Task description:
Extend the passage below about Jesus's command to "be ye therefore perfect," picking up after its final sentence.

Document segment:
For Latter-day Saint readers, one of the most consternation-creating passages in scripture is Jesus’s admonition in the Sermon on the Mount to “be ye therefore perfect, even as your Father which is in heaven is perfect” (Matthew 5:48). For those of us already desiring to be more like God, that is, with tendencies toward perfectionism, this charge from Jesus can feel overwhelming, overpowering, and dispiriting. Who, among the fallen children of Adam and Eve, will ever in this mortal life be able to be perfect? The cause seems hopeless.

[Page 2]A different perspective may come by considering the difference in the Book of Mormon when Christ reiterates His commandment, but this time also referring to Himself: “Be perfect, even as I or your Father who is in heaven is perfect” (3 Nephi 12:48). Perhaps the perfection referred to requires a perspective going beyond mortality and looking to the fullness that comes after the resurrection. But even then, the commandment to be “perfect” is given to us as flawed mortals for whom perfection seems so unobtainable.

Thankfully, there have been regular reminders from scholars1 and church leaders2 that the original meaning of the Greek word “teleios,” far from evincing the meaning of flawlessness, instead evokes the sense of completion, goal-orientation, maturity, and purposefulness. For example, after a careful examination of the Hebrew and Greek words involved in KJV passages that use the word “perfect” with respect to mortals, Frank Judd explains that mortal flawlessness is not implied in Matthew 5:48; on the contrary, the “essential sense of the Savior’s command to be perfect is a call to live the gospel of Jesus Christ to the best of one’s ability, using the Atonement to repent when necessary.”3

We could translate the phrase as “be ye therefore purposeful [in seeking after the Kingdom of God], even as your Father which is in heaven is purposeful [in His role in the Plan of Salvation].” As helpful as these insights are from the Greek, we may miss the larger covenantal context within which the word “perfect” is embedded.

Given entries:
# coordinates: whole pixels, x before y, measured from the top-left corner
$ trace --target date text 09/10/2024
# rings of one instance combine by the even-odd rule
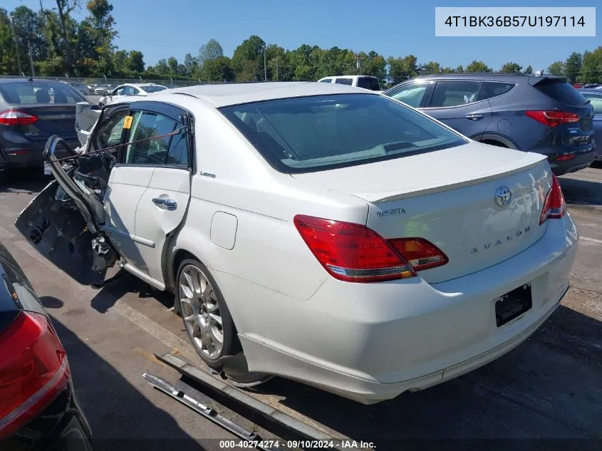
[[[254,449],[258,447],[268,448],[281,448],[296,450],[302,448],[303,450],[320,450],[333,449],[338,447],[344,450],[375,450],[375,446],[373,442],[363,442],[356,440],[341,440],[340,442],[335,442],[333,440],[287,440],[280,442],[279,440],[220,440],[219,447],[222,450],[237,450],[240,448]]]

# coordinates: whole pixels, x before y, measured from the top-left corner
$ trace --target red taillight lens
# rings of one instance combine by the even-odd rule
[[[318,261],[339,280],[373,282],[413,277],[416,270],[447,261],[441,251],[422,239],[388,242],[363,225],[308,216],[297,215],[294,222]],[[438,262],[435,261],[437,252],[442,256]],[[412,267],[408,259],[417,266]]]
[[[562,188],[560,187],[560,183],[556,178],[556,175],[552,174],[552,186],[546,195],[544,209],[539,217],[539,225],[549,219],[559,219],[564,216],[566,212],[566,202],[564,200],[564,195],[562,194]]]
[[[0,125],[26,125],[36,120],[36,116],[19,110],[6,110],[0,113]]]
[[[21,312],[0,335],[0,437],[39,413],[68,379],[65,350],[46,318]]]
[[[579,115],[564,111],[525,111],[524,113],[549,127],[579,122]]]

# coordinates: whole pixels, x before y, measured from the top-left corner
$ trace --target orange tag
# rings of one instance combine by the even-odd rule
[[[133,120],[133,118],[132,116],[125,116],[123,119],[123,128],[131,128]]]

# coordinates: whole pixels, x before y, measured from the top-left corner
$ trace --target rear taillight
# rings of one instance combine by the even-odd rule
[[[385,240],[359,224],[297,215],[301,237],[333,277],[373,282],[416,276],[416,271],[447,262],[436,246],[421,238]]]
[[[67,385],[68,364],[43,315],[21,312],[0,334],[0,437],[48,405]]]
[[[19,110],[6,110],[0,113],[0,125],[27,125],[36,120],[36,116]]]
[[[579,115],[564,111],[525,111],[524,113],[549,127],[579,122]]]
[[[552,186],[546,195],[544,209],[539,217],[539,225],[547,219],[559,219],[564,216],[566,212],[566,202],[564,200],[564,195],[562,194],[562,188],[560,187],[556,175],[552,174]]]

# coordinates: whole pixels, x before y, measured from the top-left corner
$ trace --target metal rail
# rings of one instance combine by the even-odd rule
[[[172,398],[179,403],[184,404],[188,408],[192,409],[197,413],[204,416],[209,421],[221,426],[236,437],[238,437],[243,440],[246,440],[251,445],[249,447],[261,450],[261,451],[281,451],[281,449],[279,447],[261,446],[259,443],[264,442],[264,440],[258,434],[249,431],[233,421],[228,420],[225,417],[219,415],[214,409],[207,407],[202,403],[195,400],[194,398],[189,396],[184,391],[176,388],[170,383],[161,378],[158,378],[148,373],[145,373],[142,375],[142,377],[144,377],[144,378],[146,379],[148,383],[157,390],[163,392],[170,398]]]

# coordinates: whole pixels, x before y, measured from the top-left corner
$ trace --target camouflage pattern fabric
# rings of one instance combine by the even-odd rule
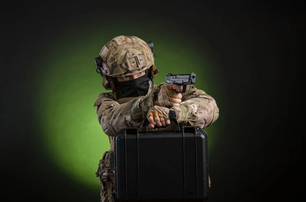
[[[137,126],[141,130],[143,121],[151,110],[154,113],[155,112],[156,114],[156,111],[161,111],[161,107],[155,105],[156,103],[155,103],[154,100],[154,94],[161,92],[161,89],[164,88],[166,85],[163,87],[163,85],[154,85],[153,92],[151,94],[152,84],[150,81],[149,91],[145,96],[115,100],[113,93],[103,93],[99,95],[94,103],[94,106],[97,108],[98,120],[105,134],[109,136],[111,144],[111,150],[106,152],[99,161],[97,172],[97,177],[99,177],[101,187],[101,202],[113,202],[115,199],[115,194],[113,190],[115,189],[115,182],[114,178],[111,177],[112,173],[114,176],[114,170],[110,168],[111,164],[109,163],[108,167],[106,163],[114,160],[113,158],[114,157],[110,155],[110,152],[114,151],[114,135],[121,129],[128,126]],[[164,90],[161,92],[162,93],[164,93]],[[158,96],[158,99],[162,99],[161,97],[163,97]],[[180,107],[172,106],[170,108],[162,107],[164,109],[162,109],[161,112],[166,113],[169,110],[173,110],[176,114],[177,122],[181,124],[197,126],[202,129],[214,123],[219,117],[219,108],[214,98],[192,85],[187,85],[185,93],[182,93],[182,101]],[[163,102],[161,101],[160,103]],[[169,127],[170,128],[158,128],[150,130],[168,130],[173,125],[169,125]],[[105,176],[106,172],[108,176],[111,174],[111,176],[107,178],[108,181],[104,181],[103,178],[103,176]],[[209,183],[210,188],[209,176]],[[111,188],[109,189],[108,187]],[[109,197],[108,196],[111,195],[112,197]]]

Written answer:
I propose that a better translation of the phrase, “Be ye therefore perfect, even as your Father which is in heaven is perfect,” would be, “Be ye therefore loyal, even as your Father which is in heaven is loyal.”

I’ll first describe how covenants create the context for understanding “perfection” and “loyalty.” I’ll also explain why “loyal” may be a better translation of the word “perfect.” And I hope to demonstrate how loyalty ties us back into the covenant God made with his people through Moses which was renewed and updated by Jesus himself and which we reenact each week at Sacrament. In summary, instead of worrying about being [Page 3]perfect, Jesus’s charge to “be ye therefore loyal, even as your Father which is in heaven is loyal” is a call for us to enter into and remain in a loyal covenantal relationship with God.

Covenants as a Lens for Loyalty and Perfection

There are two key covenants that undergird the Old Testament (and, significantly, the Book of Mormon). They are (1) the covenant with Abraham, which follows the format of an Ancient Near Eastern unconditional covenant of grant, and (2) the covenant with the Israelites at Sinai, which follows the Ancient Near Eastern conditional suzerain-vassal treaty. These two covenants work together. The covenant of grant persists in perpetuity with all of Abraham’s posterity. No one, except God himself, can break this covenant to Abraham and his posterity. However, God’s servants, His people, must demonstrate their loyalty to Him by maintaining the conditional covenant delivered at Sinai. Anyone who breaks the conditional suzerain-vassal treaty of Sinai loses access to the blessings God freely offers to Abraham and his posterity.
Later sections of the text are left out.